WHAT TO PRODUCE: Return the records word for word. Pictures do not belong in the copy.

DATA SHOWN:
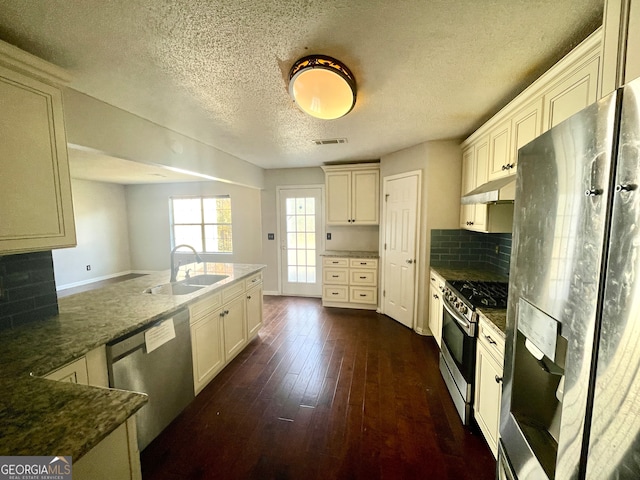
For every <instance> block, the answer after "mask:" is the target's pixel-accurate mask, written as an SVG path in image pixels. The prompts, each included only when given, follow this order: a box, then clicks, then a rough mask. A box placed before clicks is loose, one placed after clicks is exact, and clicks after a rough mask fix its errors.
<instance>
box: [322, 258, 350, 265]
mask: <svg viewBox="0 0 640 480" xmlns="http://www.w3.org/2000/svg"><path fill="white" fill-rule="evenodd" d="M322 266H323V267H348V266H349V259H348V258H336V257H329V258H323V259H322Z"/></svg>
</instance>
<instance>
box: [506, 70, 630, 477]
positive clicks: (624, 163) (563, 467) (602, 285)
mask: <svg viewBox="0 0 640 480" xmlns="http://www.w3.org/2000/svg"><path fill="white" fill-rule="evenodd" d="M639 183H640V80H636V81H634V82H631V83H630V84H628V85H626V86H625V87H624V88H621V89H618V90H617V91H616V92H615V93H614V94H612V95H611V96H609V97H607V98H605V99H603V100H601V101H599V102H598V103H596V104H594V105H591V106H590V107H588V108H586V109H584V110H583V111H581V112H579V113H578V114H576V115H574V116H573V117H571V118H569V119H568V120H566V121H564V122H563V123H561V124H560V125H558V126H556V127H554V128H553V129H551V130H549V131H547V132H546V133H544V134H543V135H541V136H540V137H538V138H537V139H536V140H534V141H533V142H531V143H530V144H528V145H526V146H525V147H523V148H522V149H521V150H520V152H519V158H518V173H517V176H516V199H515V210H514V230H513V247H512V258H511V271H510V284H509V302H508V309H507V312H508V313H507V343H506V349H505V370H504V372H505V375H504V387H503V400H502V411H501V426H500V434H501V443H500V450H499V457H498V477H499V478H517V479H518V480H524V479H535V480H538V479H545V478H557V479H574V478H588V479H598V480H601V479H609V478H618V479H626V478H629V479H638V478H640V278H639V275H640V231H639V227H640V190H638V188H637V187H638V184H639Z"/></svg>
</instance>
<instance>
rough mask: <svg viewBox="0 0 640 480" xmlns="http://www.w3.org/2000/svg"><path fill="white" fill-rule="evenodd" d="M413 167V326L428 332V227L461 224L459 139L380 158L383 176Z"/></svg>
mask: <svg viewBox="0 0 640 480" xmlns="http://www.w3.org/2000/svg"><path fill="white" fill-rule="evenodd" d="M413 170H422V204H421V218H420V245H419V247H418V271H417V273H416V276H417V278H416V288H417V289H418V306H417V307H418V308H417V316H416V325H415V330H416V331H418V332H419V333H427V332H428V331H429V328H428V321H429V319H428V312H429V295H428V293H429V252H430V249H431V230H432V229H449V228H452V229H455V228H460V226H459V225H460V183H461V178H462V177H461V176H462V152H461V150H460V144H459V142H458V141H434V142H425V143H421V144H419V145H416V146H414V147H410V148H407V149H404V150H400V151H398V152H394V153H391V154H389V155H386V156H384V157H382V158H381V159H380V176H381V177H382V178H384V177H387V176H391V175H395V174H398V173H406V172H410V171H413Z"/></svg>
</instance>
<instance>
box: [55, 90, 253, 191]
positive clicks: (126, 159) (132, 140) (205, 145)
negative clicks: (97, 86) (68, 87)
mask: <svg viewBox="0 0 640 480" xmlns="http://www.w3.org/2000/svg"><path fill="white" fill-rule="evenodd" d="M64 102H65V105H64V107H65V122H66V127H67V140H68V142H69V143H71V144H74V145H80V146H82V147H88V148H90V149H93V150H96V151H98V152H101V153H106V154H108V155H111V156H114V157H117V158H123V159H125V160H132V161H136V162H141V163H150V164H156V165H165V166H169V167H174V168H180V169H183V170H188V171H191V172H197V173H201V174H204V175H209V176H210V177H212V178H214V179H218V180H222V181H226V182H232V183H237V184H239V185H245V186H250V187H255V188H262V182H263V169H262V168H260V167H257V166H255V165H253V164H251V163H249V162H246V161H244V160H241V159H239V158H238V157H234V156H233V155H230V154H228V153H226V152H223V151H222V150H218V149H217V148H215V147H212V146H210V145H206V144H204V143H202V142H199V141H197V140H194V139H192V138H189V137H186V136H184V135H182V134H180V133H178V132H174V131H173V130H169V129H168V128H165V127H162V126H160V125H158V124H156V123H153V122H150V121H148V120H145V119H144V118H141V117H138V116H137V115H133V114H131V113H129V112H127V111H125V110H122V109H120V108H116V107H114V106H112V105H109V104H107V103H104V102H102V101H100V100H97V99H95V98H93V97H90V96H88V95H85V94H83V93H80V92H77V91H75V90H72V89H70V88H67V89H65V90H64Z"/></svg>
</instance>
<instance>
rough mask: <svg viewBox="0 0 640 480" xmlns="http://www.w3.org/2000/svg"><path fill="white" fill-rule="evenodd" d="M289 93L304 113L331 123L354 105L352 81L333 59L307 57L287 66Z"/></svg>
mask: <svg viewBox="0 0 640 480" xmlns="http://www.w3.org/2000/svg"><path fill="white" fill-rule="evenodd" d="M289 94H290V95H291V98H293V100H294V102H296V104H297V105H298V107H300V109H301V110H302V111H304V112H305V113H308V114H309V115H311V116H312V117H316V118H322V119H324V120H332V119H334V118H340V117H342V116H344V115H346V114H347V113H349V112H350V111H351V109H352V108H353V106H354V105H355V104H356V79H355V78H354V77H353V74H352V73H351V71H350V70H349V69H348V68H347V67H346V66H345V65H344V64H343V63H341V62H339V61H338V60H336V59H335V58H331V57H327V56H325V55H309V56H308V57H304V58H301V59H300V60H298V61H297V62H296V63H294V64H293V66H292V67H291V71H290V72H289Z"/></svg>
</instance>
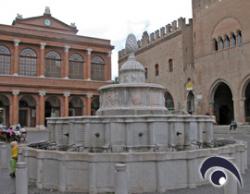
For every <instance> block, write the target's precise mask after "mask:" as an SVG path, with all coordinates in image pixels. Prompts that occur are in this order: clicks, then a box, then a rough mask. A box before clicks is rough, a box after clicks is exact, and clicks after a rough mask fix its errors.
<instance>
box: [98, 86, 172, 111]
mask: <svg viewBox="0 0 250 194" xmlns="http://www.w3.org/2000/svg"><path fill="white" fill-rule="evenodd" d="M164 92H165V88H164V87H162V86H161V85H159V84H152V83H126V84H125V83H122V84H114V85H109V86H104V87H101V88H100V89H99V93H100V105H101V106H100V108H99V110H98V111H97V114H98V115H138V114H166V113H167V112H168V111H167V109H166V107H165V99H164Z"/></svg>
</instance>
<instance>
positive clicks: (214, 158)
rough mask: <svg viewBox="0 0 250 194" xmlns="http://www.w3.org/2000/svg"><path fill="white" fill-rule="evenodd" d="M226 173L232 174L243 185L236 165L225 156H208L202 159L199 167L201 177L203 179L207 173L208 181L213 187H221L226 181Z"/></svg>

SOLVED EXERCISE:
For every <instance> block, the answer after "mask:" is the target's pixel-accurate mask, written as an SVG path in image pixels. The prompts, each included only when given, follow this order: a box, then clicks, then a rough mask. A box placed before clicks is loose, one placed after clicks is exact, and clicks after a rough mask fix its errors.
<instance>
box: [322, 258, 350, 265]
mask: <svg viewBox="0 0 640 480" xmlns="http://www.w3.org/2000/svg"><path fill="white" fill-rule="evenodd" d="M322 266H323V267H348V266H349V259H348V258H336V257H329V258H323V259H322Z"/></svg>
</instance>
<instance>
box: [506, 70, 630, 477]
positive clicks: (624, 163) (563, 467) (602, 285)
mask: <svg viewBox="0 0 640 480" xmlns="http://www.w3.org/2000/svg"><path fill="white" fill-rule="evenodd" d="M639 183H640V80H636V81H634V82H631V83H630V84H628V85H626V86H625V87H624V88H621V89H618V90H617V91H616V92H615V93H614V94H612V95H611V96H609V97H607V98H605V99H603V100H601V101H599V102H598V103H596V104H594V105H591V106H590V107H588V108H586V109H584V110H583V111H581V112H579V113H578V114H576V115H574V116H573V117H571V118H569V119H568V120H566V121H564V122H563V123H561V124H560V125H558V126H556V127H554V128H553V129H551V130H549V131H547V132H546V133H544V134H543V135H541V136H540V137H538V138H537V139H536V140H534V141H533V142H531V143H530V144H528V145H526V146H525V147H523V148H522V149H521V150H520V152H519V158H518V173H517V176H516V199H515V210H514V230H513V247H512V258H511V271H510V284H509V302H508V309H507V312H508V313H507V343H506V349H505V370H504V372H505V375H504V387H503V400H502V411H501V426H500V434H501V443H500V450H499V457H498V477H499V478H517V479H518V480H524V479H535V480H538V479H545V478H557V479H574V478H588V479H598V480H601V479H609V478H618V479H626V478H629V479H638V478H640V278H639V275H640V231H639V227H640V190H638V188H637V187H638V184H639Z"/></svg>
</instance>
<instance>
rough mask: <svg viewBox="0 0 640 480" xmlns="http://www.w3.org/2000/svg"><path fill="white" fill-rule="evenodd" d="M413 167V326L428 332V227L461 224L459 139L380 158L383 176Z"/></svg>
mask: <svg viewBox="0 0 640 480" xmlns="http://www.w3.org/2000/svg"><path fill="white" fill-rule="evenodd" d="M413 170H422V204H421V218H420V245H419V247H418V271H417V273H416V276H417V278H416V288H417V289H418V306H417V307H418V308H417V316H416V325H415V330H416V331H418V332H419V333H427V332H428V331H429V328H428V321H429V319H428V312H429V295H428V293H429V252H430V249H431V230H432V229H449V228H452V229H455V228H460V226H459V225H460V183H461V178H462V177H461V176H462V152H461V150H460V144H459V142H458V141H434V142H425V143H421V144H419V145H416V146H414V147H410V148H407V149H404V150H400V151H398V152H394V153H391V154H389V155H386V156H384V157H382V158H381V159H380V176H381V177H382V178H384V177H387V176H391V175H395V174H398V173H406V172H410V171H413Z"/></svg>
</instance>
<instance>
box: [55, 90, 253, 191]
positive clicks: (126, 159) (132, 140) (205, 145)
negative clicks: (97, 86) (68, 87)
mask: <svg viewBox="0 0 640 480" xmlns="http://www.w3.org/2000/svg"><path fill="white" fill-rule="evenodd" d="M64 102H65V105H64V107H65V122H66V127H67V140H68V142H69V143H71V144H74V145H80V146H82V147H88V148H90V149H93V150H96V151H98V152H101V153H106V154H108V155H111V156H114V157H117V158H123V159H125V160H132V161H136V162H141V163H150V164H156V165H165V166H169V167H174V168H180V169H183V170H188V171H191V172H197V173H201V174H204V175H209V176H210V177H212V178H214V179H218V180H222V181H226V182H232V183H237V184H239V185H245V186H250V187H255V188H262V182H263V169H262V168H260V167H257V166H255V165H253V164H251V163H249V162H246V161H244V160H241V159H239V158H238V157H234V156H233V155H230V154H228V153H226V152H223V151H222V150H218V149H217V148H215V147H212V146H210V145H206V144H204V143H202V142H199V141H197V140H194V139H192V138H189V137H186V136H184V135H182V134H180V133H178V132H174V131H173V130H169V129H168V128H165V127H162V126H160V125H158V124H156V123H153V122H150V121H148V120H145V119H144V118H141V117H138V116H137V115H133V114H131V113H129V112H127V111H125V110H122V109H120V108H116V107H114V106H112V105H109V104H107V103H104V102H102V101H100V100H97V99H95V98H93V97H90V96H88V95H85V94H83V93H80V92H77V91H75V90H72V89H70V88H67V89H65V90H64Z"/></svg>
</instance>
<instance>
rough mask: <svg viewBox="0 0 640 480" xmlns="http://www.w3.org/2000/svg"><path fill="white" fill-rule="evenodd" d="M289 93L304 113L331 123L354 105L352 81L333 59L307 57L287 66Z"/></svg>
mask: <svg viewBox="0 0 640 480" xmlns="http://www.w3.org/2000/svg"><path fill="white" fill-rule="evenodd" d="M289 94H290V95H291V98H293V100H294V102H296V104H297V105H298V107H300V109H301V110H302V111H304V112H305V113H308V114H309V115H311V116H312V117H316V118H322V119H324V120H332V119H334V118H340V117H342V116H344V115H346V114H347V113H349V112H350V111H351V109H352V108H353V106H354V105H355V104H356V79H355V78H354V77H353V74H352V73H351V71H350V70H349V69H348V68H347V67H346V66H345V65H344V64H343V63H341V62H339V61H338V60H336V59H335V58H331V57H327V56H325V55H309V56H308V57H304V58H301V59H300V60H298V61H297V62H296V63H294V64H293V66H292V67H291V71H290V72H289Z"/></svg>
</instance>
For every <instance> block, write the target's precise mask after "mask:" as an SVG path, with all coordinates in image pixels. Prompts that occur are in this order: clicks, then a box, then a rough mask. A box before clicks is rough, a box after clicks is exact, and clicks after a rough mask fix its errors.
<instance>
box: [98, 86, 172, 111]
mask: <svg viewBox="0 0 250 194" xmlns="http://www.w3.org/2000/svg"><path fill="white" fill-rule="evenodd" d="M164 92H165V88H164V87H162V86H161V85H159V84H152V83H126V84H125V83H122V84H114V85H109V86H104V87H101V88H100V89H99V93H100V105H101V106H100V108H99V110H98V111H97V114H98V115H138V114H166V113H167V112H168V111H167V109H166V107H165V99H164Z"/></svg>
</instance>
<instance>
positive clicks: (214, 158)
rough mask: <svg viewBox="0 0 250 194" xmlns="http://www.w3.org/2000/svg"><path fill="white" fill-rule="evenodd" d="M226 173L232 174L243 185L236 165L225 156H208L202 159L199 167L201 177L203 179L207 173L208 181L213 187H221L226 181Z"/></svg>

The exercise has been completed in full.